What needs to be done —
List every line in the rows below that contains the string "blue", treating uppercase and lowercase as different.

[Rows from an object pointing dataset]
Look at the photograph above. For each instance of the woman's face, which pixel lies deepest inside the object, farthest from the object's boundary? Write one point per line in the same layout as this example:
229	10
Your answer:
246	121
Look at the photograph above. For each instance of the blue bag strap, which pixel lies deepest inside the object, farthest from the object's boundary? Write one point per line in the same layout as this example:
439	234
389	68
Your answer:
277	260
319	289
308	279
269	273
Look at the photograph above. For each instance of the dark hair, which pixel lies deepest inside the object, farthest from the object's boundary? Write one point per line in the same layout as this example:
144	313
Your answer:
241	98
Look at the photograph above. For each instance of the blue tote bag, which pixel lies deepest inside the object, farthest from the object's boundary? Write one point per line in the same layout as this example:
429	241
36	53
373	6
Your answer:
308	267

---

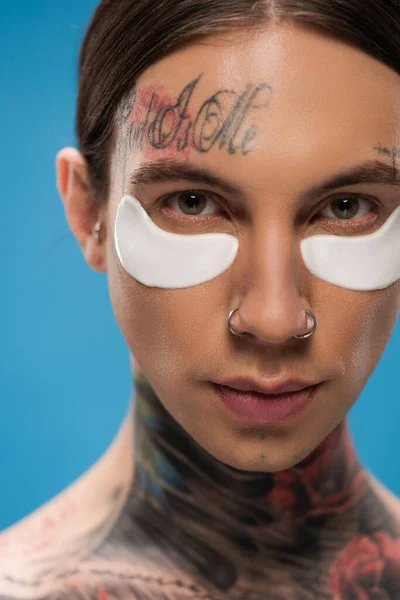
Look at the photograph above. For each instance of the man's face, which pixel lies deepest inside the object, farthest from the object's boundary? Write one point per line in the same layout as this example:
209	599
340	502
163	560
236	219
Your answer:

Task solution —
Look at the photograph above. For each instance of the blue bag strap, which pixel lies deepest inside the object, farthest from the object's boundary? Write one point per line in the same layout as this example:
Look at the photograph above. For each instance of the blue tote bag, which pixel lies deepest inside the object, farthest from the object's boundary? Write one point per line in the same layout as this example:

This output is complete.